• Task prompt
An exact reproduction of all the entries below is required.

################

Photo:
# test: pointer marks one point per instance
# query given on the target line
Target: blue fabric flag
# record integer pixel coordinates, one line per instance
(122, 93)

################

• Result of this exercise
Photo:
# test: pointer marks one point per instance
# query given on the target line
Target: blue fabric flag
# record integer pixel coordinates, one line per instance
(122, 93)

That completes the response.